* Stated task: Can you return each of the records below unchanged, line for line?

* Listing:
-- -- --

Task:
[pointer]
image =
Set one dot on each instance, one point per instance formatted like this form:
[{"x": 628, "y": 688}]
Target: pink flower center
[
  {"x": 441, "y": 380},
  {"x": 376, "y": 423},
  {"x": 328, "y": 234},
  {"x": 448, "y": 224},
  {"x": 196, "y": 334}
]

-- -- --

* Exercise solution:
Task:
[pointer]
image =
Set one dot on each instance, one point per instance formatted like this form:
[{"x": 628, "y": 688}]
Target: pink flower center
[
  {"x": 441, "y": 380},
  {"x": 376, "y": 423},
  {"x": 328, "y": 234},
  {"x": 448, "y": 224},
  {"x": 196, "y": 334}
]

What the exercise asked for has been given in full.